* **WHAT IS EXPECTED**
Begin with the line containing "Query: railing handrail" and reproduce it and all later lines exactly, through the last line of the records. Add nothing else.

PROVIDED DATA START

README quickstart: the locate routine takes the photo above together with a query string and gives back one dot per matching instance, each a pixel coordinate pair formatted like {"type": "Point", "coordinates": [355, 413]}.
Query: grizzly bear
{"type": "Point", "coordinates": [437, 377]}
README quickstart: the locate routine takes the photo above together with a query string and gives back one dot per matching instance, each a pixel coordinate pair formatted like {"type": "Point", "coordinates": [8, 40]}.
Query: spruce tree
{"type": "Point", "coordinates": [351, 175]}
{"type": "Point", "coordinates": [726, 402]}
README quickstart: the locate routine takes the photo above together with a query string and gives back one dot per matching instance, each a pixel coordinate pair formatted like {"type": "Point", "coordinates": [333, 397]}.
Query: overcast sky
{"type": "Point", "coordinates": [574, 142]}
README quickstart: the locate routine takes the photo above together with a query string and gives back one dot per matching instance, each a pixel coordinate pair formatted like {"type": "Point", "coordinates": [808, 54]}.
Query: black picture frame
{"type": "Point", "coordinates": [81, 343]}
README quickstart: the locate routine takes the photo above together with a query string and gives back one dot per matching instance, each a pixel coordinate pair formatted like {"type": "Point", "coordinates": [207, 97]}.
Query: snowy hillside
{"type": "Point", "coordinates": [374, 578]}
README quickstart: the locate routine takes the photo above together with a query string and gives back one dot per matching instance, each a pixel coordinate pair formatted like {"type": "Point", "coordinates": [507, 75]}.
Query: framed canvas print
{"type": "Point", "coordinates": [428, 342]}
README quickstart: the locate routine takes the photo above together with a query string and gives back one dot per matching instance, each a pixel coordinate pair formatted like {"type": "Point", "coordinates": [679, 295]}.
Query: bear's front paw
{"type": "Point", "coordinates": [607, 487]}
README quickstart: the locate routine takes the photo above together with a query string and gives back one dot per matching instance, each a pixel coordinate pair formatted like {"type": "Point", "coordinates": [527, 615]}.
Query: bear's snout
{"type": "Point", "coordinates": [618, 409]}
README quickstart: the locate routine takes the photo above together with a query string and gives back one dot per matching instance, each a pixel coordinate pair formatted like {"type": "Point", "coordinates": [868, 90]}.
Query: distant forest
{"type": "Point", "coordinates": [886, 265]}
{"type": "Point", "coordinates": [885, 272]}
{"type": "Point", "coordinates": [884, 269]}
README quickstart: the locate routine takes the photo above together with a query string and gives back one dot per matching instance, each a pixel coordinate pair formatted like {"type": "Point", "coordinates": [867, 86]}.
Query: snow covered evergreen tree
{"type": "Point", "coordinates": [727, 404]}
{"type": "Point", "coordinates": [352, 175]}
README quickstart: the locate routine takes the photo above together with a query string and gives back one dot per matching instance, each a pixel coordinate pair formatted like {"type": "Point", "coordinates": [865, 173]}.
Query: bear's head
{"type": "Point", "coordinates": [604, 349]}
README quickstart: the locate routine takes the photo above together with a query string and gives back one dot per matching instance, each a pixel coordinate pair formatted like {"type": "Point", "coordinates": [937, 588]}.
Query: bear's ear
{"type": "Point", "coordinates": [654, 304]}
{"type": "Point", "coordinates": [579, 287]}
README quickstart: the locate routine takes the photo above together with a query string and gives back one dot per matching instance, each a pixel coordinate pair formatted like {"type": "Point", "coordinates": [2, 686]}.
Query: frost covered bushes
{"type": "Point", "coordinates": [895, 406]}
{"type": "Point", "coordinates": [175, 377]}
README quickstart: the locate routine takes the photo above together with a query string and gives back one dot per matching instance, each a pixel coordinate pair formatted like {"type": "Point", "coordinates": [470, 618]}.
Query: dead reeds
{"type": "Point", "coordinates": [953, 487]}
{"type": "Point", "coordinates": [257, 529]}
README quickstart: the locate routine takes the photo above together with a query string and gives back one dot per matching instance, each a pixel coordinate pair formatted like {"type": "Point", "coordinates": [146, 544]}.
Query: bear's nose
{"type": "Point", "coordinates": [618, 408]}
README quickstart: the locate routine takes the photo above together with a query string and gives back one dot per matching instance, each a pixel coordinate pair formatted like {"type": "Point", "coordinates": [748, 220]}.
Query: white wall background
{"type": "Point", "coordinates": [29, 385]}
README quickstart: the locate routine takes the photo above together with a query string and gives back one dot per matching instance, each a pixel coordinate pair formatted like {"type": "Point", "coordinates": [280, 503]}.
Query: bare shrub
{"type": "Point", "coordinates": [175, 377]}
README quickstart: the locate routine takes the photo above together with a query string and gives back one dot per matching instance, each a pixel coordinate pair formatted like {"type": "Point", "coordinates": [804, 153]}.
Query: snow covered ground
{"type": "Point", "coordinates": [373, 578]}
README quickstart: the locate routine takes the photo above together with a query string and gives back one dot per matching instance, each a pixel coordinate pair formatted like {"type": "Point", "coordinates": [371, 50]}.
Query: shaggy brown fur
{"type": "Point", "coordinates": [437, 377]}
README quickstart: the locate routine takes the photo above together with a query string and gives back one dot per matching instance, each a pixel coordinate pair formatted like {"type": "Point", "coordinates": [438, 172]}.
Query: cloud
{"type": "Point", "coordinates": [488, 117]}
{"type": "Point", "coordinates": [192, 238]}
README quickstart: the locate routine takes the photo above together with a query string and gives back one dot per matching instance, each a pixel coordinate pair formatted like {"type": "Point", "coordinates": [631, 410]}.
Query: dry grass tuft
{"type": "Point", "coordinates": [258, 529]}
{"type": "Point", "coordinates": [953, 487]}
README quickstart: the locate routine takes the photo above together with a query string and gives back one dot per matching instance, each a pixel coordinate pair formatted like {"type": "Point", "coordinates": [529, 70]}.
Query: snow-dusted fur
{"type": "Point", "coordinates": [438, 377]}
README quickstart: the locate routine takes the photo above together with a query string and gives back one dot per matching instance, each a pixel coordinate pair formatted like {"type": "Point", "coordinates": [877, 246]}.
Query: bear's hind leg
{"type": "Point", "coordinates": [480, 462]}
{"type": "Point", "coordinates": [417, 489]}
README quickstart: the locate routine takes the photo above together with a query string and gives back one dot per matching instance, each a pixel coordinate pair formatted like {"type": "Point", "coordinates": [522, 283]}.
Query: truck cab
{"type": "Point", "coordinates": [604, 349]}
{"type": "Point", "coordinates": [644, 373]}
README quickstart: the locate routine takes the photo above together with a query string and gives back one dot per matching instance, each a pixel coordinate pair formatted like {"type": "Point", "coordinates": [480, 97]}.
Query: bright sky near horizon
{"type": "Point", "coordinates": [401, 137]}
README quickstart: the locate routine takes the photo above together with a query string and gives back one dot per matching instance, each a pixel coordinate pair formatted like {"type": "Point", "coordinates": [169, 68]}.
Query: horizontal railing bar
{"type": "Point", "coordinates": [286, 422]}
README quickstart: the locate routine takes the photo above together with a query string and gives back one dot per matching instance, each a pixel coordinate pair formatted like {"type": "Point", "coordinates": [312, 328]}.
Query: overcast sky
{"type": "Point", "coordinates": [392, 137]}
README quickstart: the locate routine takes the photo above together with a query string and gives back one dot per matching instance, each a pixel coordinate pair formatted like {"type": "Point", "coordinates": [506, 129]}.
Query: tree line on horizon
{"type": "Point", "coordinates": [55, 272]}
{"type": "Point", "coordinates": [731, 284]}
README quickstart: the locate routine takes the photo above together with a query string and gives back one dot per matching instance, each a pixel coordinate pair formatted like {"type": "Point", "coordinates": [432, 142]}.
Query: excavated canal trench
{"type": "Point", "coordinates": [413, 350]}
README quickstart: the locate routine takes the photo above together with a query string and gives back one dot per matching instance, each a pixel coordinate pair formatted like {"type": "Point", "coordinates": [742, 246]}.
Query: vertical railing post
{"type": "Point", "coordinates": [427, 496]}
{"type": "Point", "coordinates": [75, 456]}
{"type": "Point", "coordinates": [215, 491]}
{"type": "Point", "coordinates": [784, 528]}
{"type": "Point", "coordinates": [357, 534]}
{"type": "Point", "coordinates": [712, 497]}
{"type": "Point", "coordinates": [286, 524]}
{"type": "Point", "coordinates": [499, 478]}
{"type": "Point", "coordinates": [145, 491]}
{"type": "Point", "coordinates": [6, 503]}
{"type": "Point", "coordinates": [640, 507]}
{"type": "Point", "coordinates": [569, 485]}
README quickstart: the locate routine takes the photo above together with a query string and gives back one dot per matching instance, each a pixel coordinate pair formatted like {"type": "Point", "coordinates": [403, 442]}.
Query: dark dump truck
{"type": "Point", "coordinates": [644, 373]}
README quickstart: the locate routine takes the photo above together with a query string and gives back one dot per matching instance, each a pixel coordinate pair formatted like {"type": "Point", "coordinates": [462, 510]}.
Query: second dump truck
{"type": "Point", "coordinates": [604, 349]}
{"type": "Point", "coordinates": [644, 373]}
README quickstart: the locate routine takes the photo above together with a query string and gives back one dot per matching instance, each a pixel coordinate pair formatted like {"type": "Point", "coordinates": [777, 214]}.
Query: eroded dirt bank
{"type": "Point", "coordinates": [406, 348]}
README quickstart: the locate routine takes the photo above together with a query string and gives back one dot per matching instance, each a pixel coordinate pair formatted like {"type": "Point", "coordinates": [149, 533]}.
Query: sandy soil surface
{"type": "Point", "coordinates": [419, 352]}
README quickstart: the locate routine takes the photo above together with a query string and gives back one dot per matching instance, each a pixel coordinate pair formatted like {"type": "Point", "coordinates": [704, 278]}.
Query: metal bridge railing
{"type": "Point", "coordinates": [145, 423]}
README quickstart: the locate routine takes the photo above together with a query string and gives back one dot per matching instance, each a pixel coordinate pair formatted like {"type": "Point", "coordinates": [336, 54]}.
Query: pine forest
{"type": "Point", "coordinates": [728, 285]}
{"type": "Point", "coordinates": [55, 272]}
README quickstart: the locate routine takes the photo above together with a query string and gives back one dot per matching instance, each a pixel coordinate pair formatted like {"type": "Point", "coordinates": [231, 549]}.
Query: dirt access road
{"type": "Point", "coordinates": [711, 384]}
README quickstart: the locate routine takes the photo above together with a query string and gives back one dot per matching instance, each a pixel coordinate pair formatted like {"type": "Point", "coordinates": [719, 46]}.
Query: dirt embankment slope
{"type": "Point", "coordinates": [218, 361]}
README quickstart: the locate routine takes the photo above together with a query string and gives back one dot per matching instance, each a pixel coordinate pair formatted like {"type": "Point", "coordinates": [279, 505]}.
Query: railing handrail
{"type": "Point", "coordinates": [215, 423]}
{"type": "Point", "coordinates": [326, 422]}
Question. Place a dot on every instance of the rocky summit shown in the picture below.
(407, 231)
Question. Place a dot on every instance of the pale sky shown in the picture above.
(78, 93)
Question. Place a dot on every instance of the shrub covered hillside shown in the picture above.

PROVIDED DATA END

* **THE COMPLETED TASK**
Query: railing handrail
{"type": "Point", "coordinates": [215, 423]}
{"type": "Point", "coordinates": [326, 422]}
Question. Place a dot on every instance of the rocky summit shown in the picture below.
(407, 231)
Question. Place a dot on every instance of the pale sky shown in the picture above.
(78, 93)
Question. Place a dot on every instance of the shrub covered hillside shown in the picture above.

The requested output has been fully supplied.